> _Work to do_
Can you give every one of the rows below as a Markdown table with two columns, "No." for the row number and "Text" for the row itself, leaving out blank lines?

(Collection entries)
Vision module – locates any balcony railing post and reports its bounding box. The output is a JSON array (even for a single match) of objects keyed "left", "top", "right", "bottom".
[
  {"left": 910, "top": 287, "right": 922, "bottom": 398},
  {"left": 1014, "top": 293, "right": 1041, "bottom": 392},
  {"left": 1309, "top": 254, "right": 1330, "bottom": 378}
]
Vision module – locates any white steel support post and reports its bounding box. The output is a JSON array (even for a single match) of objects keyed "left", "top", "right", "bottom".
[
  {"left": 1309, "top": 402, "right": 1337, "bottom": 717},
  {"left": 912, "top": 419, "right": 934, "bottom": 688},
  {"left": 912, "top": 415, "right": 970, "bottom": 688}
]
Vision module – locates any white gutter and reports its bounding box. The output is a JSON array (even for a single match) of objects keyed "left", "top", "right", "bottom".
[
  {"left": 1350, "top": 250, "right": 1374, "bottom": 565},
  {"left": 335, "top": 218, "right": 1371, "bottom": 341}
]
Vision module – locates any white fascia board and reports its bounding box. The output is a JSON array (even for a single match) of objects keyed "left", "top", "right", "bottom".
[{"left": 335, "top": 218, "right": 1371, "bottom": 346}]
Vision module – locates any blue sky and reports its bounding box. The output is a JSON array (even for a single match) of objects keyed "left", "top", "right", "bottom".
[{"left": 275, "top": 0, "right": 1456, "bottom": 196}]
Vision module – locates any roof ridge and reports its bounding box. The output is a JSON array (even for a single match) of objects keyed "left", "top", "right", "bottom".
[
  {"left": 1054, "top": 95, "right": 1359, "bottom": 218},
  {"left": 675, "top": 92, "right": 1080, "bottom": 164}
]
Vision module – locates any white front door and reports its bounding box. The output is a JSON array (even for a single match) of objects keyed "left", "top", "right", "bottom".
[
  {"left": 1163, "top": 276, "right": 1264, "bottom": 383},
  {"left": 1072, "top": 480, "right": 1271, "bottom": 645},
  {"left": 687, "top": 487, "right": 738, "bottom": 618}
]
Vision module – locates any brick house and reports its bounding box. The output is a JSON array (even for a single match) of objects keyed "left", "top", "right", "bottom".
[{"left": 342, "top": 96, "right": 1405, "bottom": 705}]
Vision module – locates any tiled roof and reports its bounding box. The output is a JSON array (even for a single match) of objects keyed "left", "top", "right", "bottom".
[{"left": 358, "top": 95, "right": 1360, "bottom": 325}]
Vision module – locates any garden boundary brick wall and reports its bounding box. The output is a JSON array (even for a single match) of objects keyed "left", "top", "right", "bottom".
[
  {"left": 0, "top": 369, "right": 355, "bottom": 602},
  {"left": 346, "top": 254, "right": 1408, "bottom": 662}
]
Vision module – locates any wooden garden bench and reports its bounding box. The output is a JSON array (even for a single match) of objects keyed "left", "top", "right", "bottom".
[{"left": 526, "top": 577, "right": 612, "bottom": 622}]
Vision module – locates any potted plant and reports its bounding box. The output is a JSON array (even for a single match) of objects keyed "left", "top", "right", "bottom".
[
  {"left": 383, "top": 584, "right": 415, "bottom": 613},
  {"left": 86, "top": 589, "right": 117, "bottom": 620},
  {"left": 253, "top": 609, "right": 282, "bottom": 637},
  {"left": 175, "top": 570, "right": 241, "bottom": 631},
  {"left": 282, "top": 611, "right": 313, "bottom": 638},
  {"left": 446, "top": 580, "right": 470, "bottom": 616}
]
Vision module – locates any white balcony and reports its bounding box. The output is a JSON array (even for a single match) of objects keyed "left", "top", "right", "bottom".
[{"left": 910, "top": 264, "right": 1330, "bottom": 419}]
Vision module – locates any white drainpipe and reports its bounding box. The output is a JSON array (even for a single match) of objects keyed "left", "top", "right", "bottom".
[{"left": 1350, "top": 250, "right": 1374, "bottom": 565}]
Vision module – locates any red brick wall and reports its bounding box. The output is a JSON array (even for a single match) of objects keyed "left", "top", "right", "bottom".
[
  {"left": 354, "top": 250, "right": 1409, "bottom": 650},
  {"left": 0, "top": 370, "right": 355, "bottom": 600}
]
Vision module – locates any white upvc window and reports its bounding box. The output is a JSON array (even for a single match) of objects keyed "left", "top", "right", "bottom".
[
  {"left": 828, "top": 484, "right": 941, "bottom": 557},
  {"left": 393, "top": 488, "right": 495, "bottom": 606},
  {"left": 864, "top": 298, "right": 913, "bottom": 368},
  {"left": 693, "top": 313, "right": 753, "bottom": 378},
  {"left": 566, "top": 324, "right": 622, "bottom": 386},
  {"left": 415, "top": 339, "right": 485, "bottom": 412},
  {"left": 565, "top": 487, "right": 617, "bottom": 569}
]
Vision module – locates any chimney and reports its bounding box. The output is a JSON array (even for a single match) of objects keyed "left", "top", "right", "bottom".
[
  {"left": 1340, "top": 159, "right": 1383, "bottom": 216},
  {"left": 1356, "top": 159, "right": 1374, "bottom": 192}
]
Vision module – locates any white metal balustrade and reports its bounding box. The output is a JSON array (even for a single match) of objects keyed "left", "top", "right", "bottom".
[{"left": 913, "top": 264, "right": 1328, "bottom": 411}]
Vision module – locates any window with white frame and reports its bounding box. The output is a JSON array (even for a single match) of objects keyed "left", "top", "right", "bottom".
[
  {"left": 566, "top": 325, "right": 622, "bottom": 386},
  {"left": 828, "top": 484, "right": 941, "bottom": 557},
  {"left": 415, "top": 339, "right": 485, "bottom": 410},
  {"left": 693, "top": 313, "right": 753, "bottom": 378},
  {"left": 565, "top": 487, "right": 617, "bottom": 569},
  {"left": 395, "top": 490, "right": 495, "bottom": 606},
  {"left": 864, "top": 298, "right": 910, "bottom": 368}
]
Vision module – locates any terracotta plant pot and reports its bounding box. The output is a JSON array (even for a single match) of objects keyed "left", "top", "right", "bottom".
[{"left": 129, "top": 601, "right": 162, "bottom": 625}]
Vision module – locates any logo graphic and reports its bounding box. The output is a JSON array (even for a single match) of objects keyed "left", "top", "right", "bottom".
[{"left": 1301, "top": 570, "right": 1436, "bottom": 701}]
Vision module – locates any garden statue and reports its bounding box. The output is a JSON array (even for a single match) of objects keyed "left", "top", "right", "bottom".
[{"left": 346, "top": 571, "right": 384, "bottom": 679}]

> _Correct output_
| No. | Text |
|---|---|
| 1 | Vision module – locates any balcony railing post and reports its bounding box. The output is a JSON array (even for a single match) of objects keyed "left", "top", "right", "bottom". |
| 2 | [ |
| 3 |   {"left": 910, "top": 287, "right": 922, "bottom": 398}, |
| 4 |   {"left": 1014, "top": 293, "right": 1041, "bottom": 392}, |
| 5 |   {"left": 1309, "top": 254, "right": 1330, "bottom": 378} |
| 6 | ] |
| 7 | Vision module – locates any white steel support post and reports its bounding box. The output is a JSON array (even for a single match) of objects keyed "left", "top", "right", "bottom". |
| 8 | [ |
| 9 |   {"left": 1309, "top": 402, "right": 1337, "bottom": 717}, |
| 10 |   {"left": 912, "top": 419, "right": 934, "bottom": 688}, |
| 11 |   {"left": 912, "top": 415, "right": 970, "bottom": 688} |
| 12 | ] |
| 13 | Vision module – locates any white gutter and reports its bounding box. The output is a JSON array (even for a single match) of objects keyed "left", "top", "right", "bottom". |
| 14 | [ |
| 15 |   {"left": 1350, "top": 250, "right": 1374, "bottom": 565}, |
| 16 |   {"left": 335, "top": 218, "right": 1371, "bottom": 341} |
| 17 | ] |
| 18 | Vision module – locates any white fascia board and reports its bounding box. The output is a JSON array (even for a single match) of objects keyed "left", "top", "right", "bottom". |
| 19 | [{"left": 335, "top": 218, "right": 1371, "bottom": 346}] |
| 20 | Vision module – locates any blue sky and reports its bounding box. The output is a JSON array (even for a single match) of objects keyed "left", "top", "right", "bottom". |
| 21 | [{"left": 275, "top": 0, "right": 1456, "bottom": 196}] |
| 22 | Vision module – locates any roof ridge and reports its bounding box. The output is a JSON array (even for a single match) of objects keyed "left", "top", "right", "bottom". |
| 23 | [ |
| 24 |   {"left": 1054, "top": 95, "right": 1359, "bottom": 218}, |
| 25 |   {"left": 675, "top": 92, "right": 1080, "bottom": 164} |
| 26 | ] |
| 27 | Vision module – locates any white front door and reports its bounding box. The output is a JSON array (even for a single match) of objects keyed "left", "top", "right", "bottom". |
| 28 | [ |
| 29 |   {"left": 1163, "top": 276, "right": 1264, "bottom": 383}, |
| 30 |   {"left": 1072, "top": 480, "right": 1271, "bottom": 645}, |
| 31 |   {"left": 687, "top": 487, "right": 738, "bottom": 618} |
| 32 | ] |
| 33 | Vision module – locates any brick house and reports its bounding box. The output is a JSON array (even for a single match) of objects keyed "left", "top", "right", "bottom". |
| 34 | [{"left": 342, "top": 96, "right": 1405, "bottom": 705}] |
| 35 | Vision module – locates any tiled roof and reports its bounding box. The output is a JSON array (even for a single match) of objects keyed "left", "top", "right", "bottom". |
| 36 | [{"left": 358, "top": 95, "right": 1360, "bottom": 325}] |
| 37 | Vision module – locates any garden boundary brick wall and reports its bounding box. The output is a JSON array (even for a single match) of objects keyed "left", "top", "right", "bottom". |
| 38 | [ |
| 39 |   {"left": 0, "top": 369, "right": 355, "bottom": 602}, |
| 40 |   {"left": 346, "top": 254, "right": 1408, "bottom": 662} |
| 41 | ] |
| 42 | Vision module – locates any wooden garden bench and reports its bounding box. The output is a JSON array (even for a single match) of objects keyed "left", "top", "right", "bottom". |
| 43 | [{"left": 526, "top": 577, "right": 612, "bottom": 622}] |
| 44 | Vision module – locates any potted plant and reports its bounding box. The output is a JSON array (even for a single match) of objects keyed "left", "top", "right", "bottom". |
| 45 | [ |
| 46 |   {"left": 383, "top": 584, "right": 415, "bottom": 613}, |
| 47 |   {"left": 86, "top": 589, "right": 117, "bottom": 620}, |
| 48 |   {"left": 253, "top": 609, "right": 282, "bottom": 637}, |
| 49 |   {"left": 175, "top": 570, "right": 241, "bottom": 631}, |
| 50 |   {"left": 282, "top": 611, "right": 313, "bottom": 638}, |
| 51 |   {"left": 446, "top": 580, "right": 470, "bottom": 616} |
| 52 | ] |
| 53 | Vision module – locates any white balcony and reports its bounding box. The output is a JSON array (even for a single match) of objects keyed "left", "top", "right", "bottom". |
| 54 | [{"left": 910, "top": 264, "right": 1330, "bottom": 419}] |
| 55 | Vision module – locates any white drainpipe and reports its bounding box. The output is a JSON array (even for a single match) of objects keyed "left", "top", "right", "bottom". |
| 56 | [{"left": 1350, "top": 250, "right": 1374, "bottom": 565}] |
| 57 | Vision module – locates any red brick wall and reports its bounding box. The output is a JSON array (even for a single match) of objects keyed "left", "top", "right", "bottom". |
| 58 | [ |
| 59 |   {"left": 354, "top": 250, "right": 1409, "bottom": 650}, |
| 60 |   {"left": 0, "top": 370, "right": 355, "bottom": 600} |
| 61 | ] |
| 62 | Vision module – locates any white upvc window and reports its bounding box. The output is a JSON array (even for a single match) of objects keyed "left", "top", "right", "bottom". |
| 63 | [ |
| 64 |   {"left": 828, "top": 484, "right": 941, "bottom": 557}, |
| 65 |   {"left": 393, "top": 488, "right": 495, "bottom": 606}, |
| 66 |   {"left": 864, "top": 298, "right": 913, "bottom": 368}, |
| 67 |   {"left": 693, "top": 313, "right": 753, "bottom": 378}, |
| 68 |   {"left": 566, "top": 324, "right": 622, "bottom": 386}, |
| 69 |   {"left": 415, "top": 339, "right": 485, "bottom": 412}, |
| 70 |   {"left": 565, "top": 487, "right": 617, "bottom": 569} |
| 71 | ] |
| 72 | Vision module – locates any chimney and reports its bounding box. The output is a JSON array (even for a single match) of objects keyed "left", "top", "right", "bottom". |
| 73 | [ |
| 74 |   {"left": 1340, "top": 159, "right": 1383, "bottom": 216}, |
| 75 |   {"left": 1356, "top": 159, "right": 1374, "bottom": 192} |
| 76 | ] |
| 77 | Vision module – locates any white metal balustrade and reports its bounding box. The output is a JSON array (even for a single match) of objects keyed "left", "top", "right", "bottom". |
| 78 | [{"left": 913, "top": 264, "right": 1328, "bottom": 411}] |
| 79 | Vision module – locates any window with white frame and reports its bounding box. The output is a JSON array (even for a single match) of objects keyed "left", "top", "right", "bottom". |
| 80 | [ |
| 81 |   {"left": 566, "top": 325, "right": 622, "bottom": 386}, |
| 82 |   {"left": 828, "top": 484, "right": 941, "bottom": 557}, |
| 83 |   {"left": 415, "top": 339, "right": 485, "bottom": 410}, |
| 84 |   {"left": 693, "top": 313, "right": 753, "bottom": 378}, |
| 85 |   {"left": 565, "top": 487, "right": 617, "bottom": 569}, |
| 86 |   {"left": 395, "top": 490, "right": 495, "bottom": 606}, |
| 87 |   {"left": 864, "top": 298, "right": 910, "bottom": 368} |
| 88 | ] |
| 89 | Vision module – locates any terracotta plant pot and reports its bounding box. The output is a JSON array (even for a single match) of objects keyed "left", "top", "right", "bottom". |
| 90 | [{"left": 129, "top": 601, "right": 162, "bottom": 625}] |
| 91 | Vision module – locates any logo graphic and reports its bounding box. The output is a JSON array (even for a single match) of objects keyed "left", "top", "right", "bottom". |
| 92 | [{"left": 1301, "top": 570, "right": 1436, "bottom": 701}] |
| 93 | Vision module – locates any garden statue and reports its bounding box. The output is a JSON array (even for a single match) of objects keyed "left", "top", "right", "bottom". |
| 94 | [{"left": 346, "top": 571, "right": 384, "bottom": 679}] |